__Consigne__. Recopiez mot pour mot un passage du texte sur la suspension de l’exploitation artisanale au Katanga. Partez des mots « Pourtant, le Code » et arrêtez-vous après « restent lettre morte. ».

__Extrait du texte__.
+ + + + +

La suspension brutale de l’exploitation artisanale met le feu aux poudres au Katanga.
Le 19 décembre 2025, le ministre des Mines, Louis Watum Kabamba, signe l’Arrêté n° 00964, suspendant immédiatement le traitement et la commercialisation des minerais cuivre et cobalt issus de l’exploitation artisanale sur tout le territoire congolais.
Objectif affiché : lutter contre la fraude, les envahissements illégaux des concessions industrielles et renforcer la traçabilité, en alignant la filière sur le monopole de l’Entreprise Générale du Cobalt (EGC).
Mais dans le grand Katanga, cœur battant de cette production, la mesure tombe comme un coup de tonnerre. À Kolwezi et dans le Lualaba, où des centaines de milliers de familles survivent grâce à l’artisanat minier – directement ou indirectement –, l’arrêt brutal des activités crée un vide économique abyssal.
Sans revenus du jour au lendemain, les creuseurs artisanaux se retrouvent littéralement sans aucune ressource, plongés dans une précarité extrême.
Pourtant, le Code minier révisé de 2018 prévoit explicitement des Zones d’Exploitation Artisanale (ZEA) pour encadrer et sécuriser cette activité légale. Des promesses récurrentes – 64 ZEA identifiées au Lualaba, répétées par le ministre lui-même en novembre 2025 – restent lettre morte.
Le processus d’octroi traîne, les sites viables manquent, et les creuseurs, coincés dans l’informel, n’ont nulle part où aller.
Cette absence criante d’alternatives transforme une mesure « conservatoire » en « catastrophe sociale ».
Ce 27 décembre 2025, la colère explose. À Kolwezi, les creuseurs descendent massivement dans les rues : routes bloquées, quartiers paralysés (Kanina, Cité Gécamines, Luilu, « 5 ans »).
Affrontements violents avec les forces de l’ordre, tirs à balles réelles, travailleurs des entreprises industrielles lapidés, vendettas contre les tenues d’entreprise dans les cités. Des sources locales font état d’au moins deux morts parmi les manifestants, de nombreux blessés et un climat de terreur généralisé. Le risque d’un soulèvement plus large plane, alimenté par un désespoir viscéral : pour ces familles, l’artisanat n’est pas un choix, c’est la survie.
Légalement défendable, cette décision manque cruellement de préparation et d’accompagnement.

+ + + + +

__Données fournies__.

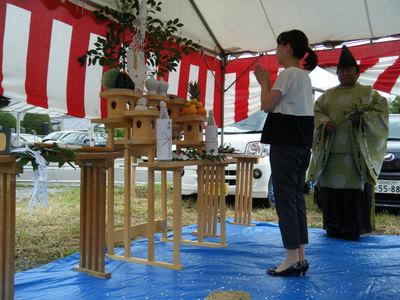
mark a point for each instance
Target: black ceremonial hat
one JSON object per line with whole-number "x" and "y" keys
{"x": 346, "y": 59}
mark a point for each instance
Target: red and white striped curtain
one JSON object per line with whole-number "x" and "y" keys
{"x": 41, "y": 40}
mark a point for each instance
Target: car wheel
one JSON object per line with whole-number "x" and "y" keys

+ + + + +

__Résultat__.
Pourtant, le Code minier révisé de 2018 prévoit explicitement des Zones d’Exploitation Artisanale (ZEA) pour encadrer et sécuriser cette activité légale. Des promesses récurrentes – 64 ZEA identifiées au Lualaba, répétées par le ministre lui-même en novembre 2025 – restent lettre morte.